Nothing in the records below should be altered when they are retyped.

※

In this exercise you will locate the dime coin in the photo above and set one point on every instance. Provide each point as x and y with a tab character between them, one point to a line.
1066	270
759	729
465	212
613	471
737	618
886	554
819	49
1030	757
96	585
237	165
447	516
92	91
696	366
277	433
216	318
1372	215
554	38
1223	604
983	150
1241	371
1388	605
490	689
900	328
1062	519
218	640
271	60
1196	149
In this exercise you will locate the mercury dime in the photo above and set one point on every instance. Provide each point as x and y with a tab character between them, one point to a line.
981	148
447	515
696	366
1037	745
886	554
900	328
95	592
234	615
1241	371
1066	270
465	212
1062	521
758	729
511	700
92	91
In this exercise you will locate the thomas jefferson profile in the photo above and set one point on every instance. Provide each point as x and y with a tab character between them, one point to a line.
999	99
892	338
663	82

※

Finished exercise
In this exercise you will locate the dime coin in the photo above and set one point on every instance. Provide each point as x and y with a tab character between them, one point to a line.
1066	270
759	729
465	212
613	471
737	618
886	554
819	49
1030	757
96	585
237	165
447	516
92	91
696	366
277	433
216	318
1372	215
554	38
1223	604
983	150
1241	371
1388	605
490	689
900	328
1062	519
218	640
271	60
1196	149
In this exercise you will locate the mercury dime in the photo above and set one point on every instance. Provide each point as x and y with a tab character between them, one point to a line.
981	148
447	515
696	366
1037	745
886	554
900	328
95	592
234	615
1241	371
1066	270
465	212
1062	521
758	729
511	700
92	91
In this exercise you will locate the thomas jefferson profile in the photo above and set one point on every instance. Provide each point as x and y with a tab character between them, one point to a line.
999	99
892	338
663	82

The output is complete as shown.